[Objective]: Pull out each of the following lines unchanged, and leave the pictures out of your answer.

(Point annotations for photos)
****************
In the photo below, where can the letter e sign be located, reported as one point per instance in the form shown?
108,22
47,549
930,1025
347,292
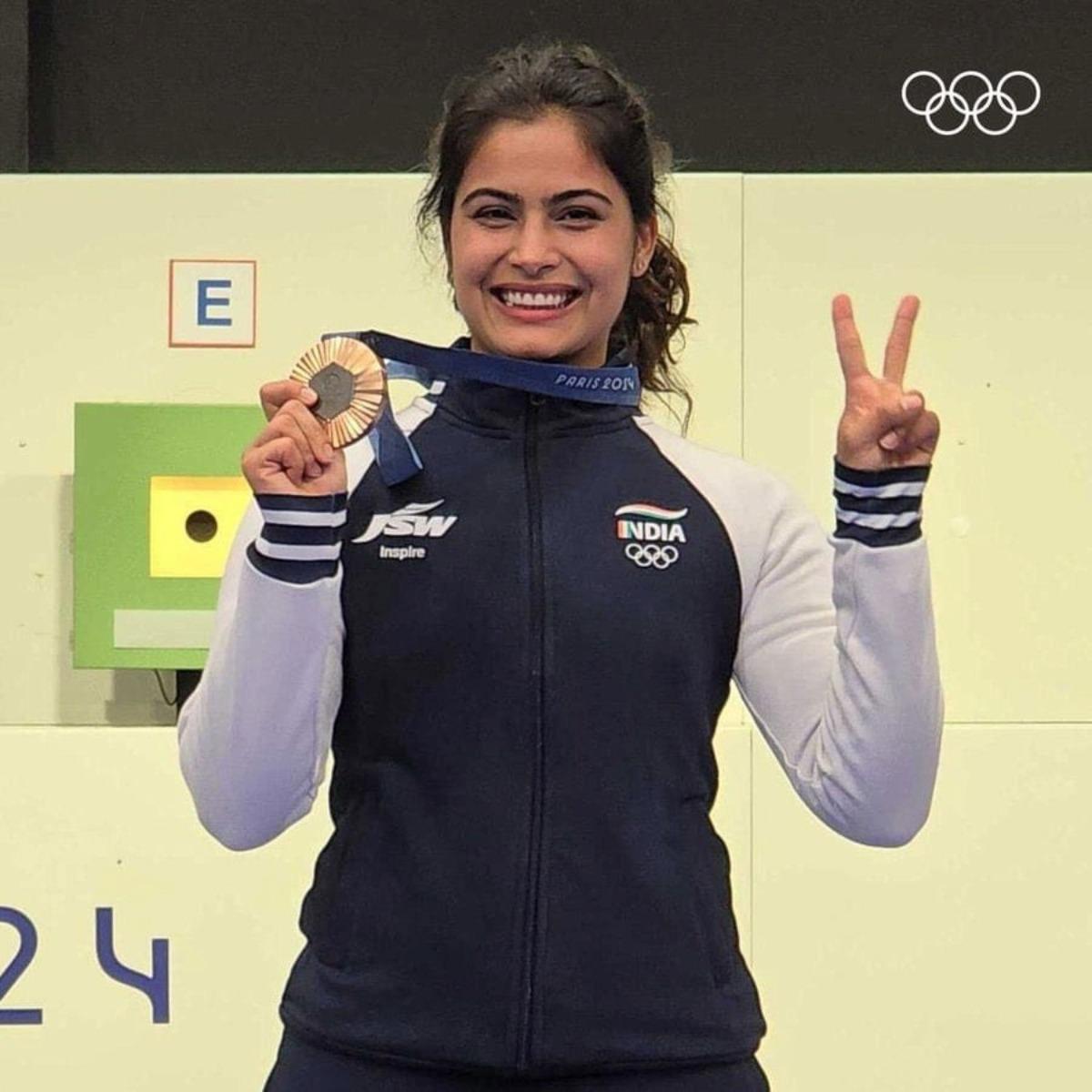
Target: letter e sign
212,303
****************
[Response to this exercise]:
In the photo below, where can the letter e sign be located, reported as one point per instance in the form shown?
108,22
47,549
930,1025
347,292
Target: letter e sign
212,303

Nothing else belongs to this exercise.